Stated task >> Reproduce the data below verbatim, keeping every line unchanged and in order.

####################

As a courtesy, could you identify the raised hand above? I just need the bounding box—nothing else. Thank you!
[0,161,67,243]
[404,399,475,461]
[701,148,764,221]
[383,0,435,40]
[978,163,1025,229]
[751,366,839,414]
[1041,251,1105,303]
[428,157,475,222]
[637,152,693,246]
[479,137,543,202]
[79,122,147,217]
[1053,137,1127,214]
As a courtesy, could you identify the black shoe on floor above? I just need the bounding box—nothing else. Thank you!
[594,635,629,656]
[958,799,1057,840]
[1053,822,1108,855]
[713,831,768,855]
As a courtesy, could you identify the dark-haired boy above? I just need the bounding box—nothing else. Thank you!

####################

Exercise solution >>
As a courtesy, could you identify the raised hand above? I just need the bounding box—nothing else. Thank you!
[0,161,67,243]
[404,399,475,461]
[701,148,764,221]
[383,0,435,40]
[978,163,1025,229]
[751,366,839,414]
[1041,251,1105,303]
[428,157,475,222]
[637,152,693,246]
[479,137,543,202]
[79,122,147,217]
[1053,137,1127,214]
As a courtesy, could you identify the black shoe on floor above? I just need the bounding box—nothing else. Thank you!
[594,635,629,656]
[958,799,1057,840]
[1053,822,1108,855]
[713,831,768,855]
As a courtesy, could you identify the dark-haired boy above? I just need the bounding box—nothing else. Thank you!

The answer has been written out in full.